I’ve been lucky to get to know one of the original gangsters behind the company’s strategic vision - Art Levy, Brex’s Chief Strategy Officer.
Like McNulty from the wire, there isn’t a case this guy won’t take on, even if it means pulling out some creative stops. Art has a great mind for monetizing innovation across multiple market segments and product lines, both organically and inorganically, which is why I was excited to jam out with him during this interview.
In season 1, Episode 6 of the Wire, Det. Lester Freamon explains:
"We’re Building Something, here, Detective,
We’re Building It From Scratch.
All The Pieces Matter."
Indeed. When it comes to corporate strategy, all the pieces do matter.
TL;DR:
Part I: Going up market
When to go upstream to the Enterprise
The nuances of going downstream to the mid market
Adjusting your pricing and packaging for different buyers
Part II: Adding new products
When to add a second product
Chances your second product is as successful as your first
The strategy behind giving away some features for free
Part III: Platforms vs Point Solutions
What’s a point solution?
Starting out at as a platform
Part IV: Build vs Buy
M&A’s failure rate
Who drives M&A: Product vs Corp dev
Things that go wrong with M&A
Talent M&A vs Business M&A vs Product M&A
Part V: Lightening Round
Giving your younger self advice
Overrated metrics
A message for startup founders
Enjoy this convo with one of the biggest brains in the game.

Part I: Going up market
When should a company think about when they’re making the move to go upstream into the Enterprise?
This is a difficult question. I think some of the time good companies are “forced” to go upstream by their customers, rather than it being just a “preordained” choice of the leadership team.
Bill.com, Slack, Brex, Square, Shopify all started with “startup/SMB” customers and then realized that they could iterate on their product to service their growing base, add features, and “grow with their customers,” rather than ceding them to the upmarket competitors for bill pay, chat, merchant acquiring etc.
This cadence and situation is very different from a startup with a downstream product / customer base simply “deciding” one day to go upmarket. This is sometimes a trap, as the product, GTM, CX and everything in-between is very different upmarket.
While the TAM and ACVs can look alluring, it is a brand new “zero to one” motion in this type of situation. Even the marketing and positioning has to be different, which people traditionally sleep on.
Is it easier to go upstream to the enterprise, or downstream to SMB? Can you think of any examples of companies which have made the journey upstream? Downstream?
Neither is easy. I think it is more natural to go upstream in markets where companies grow fast, because as noted above, you can scale with your customers, listen to what they need as they grow and ship some of those features. In that world, you are scaling over time and it’s a more natural curve to upmarket, rather than picking up and going from, say, 10 FTE’s to 10,000 FTE’s.

GIVEN INFORMATION:
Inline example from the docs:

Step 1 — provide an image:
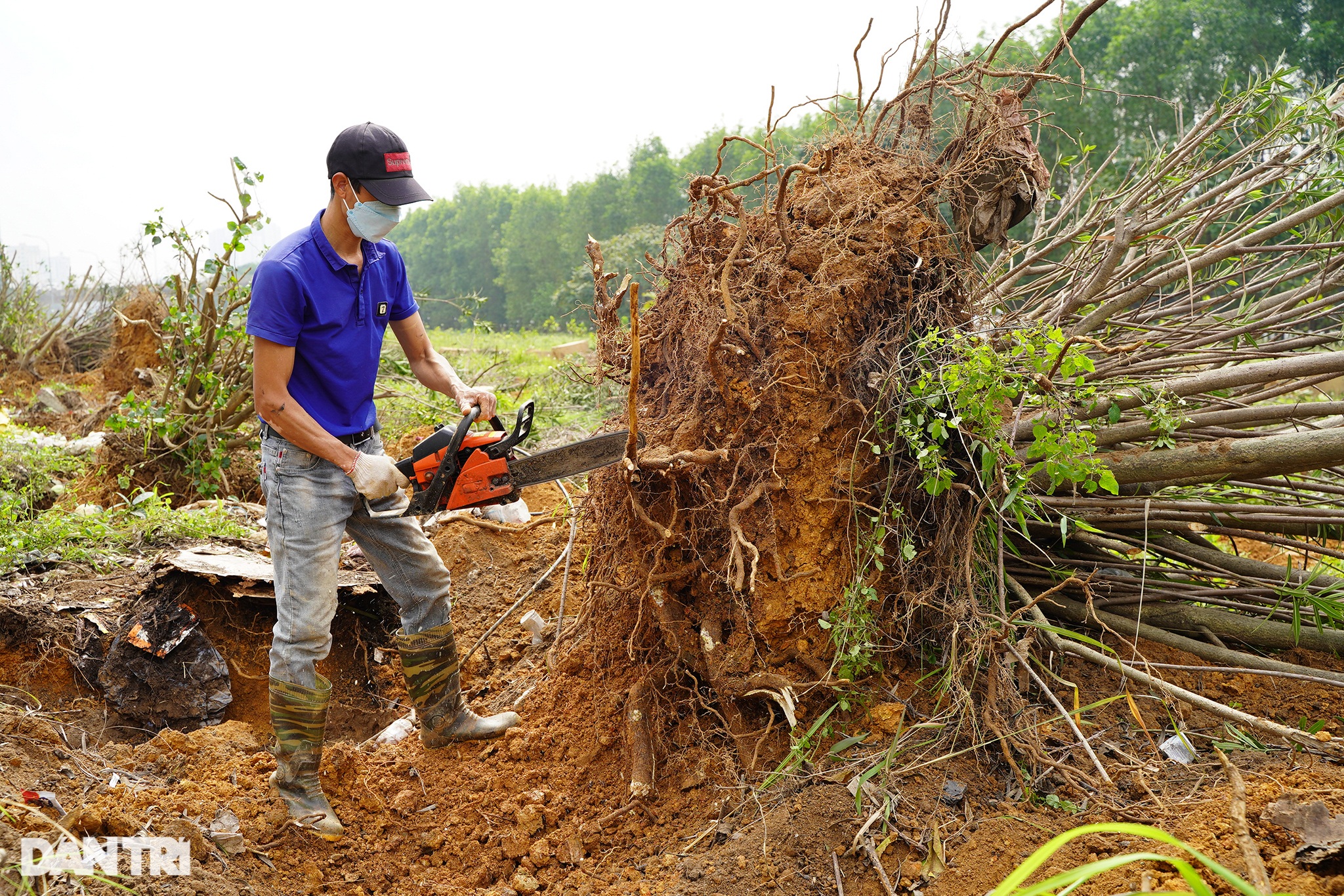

EXERCISE REQUIREMENTS:
1 - Transcribe the passage of the Art Levy interview between "Like McNulty from" and "during this interview.", inclusive.
2 - According to the Art Levy interview, what position does Art Levy hold at Brex?

SOLUTIONS PER TASK:
1 -
Like McNulty from the wire, there isn’t a case this guy won’t take on, even if it means pulling out some creative stops. Art has a great mind for monetizing innovation across multiple market segments and product lines, both organically and inorganically, which is why I was excited to jam out with him during this interview.

2 - Chief Strategy Officer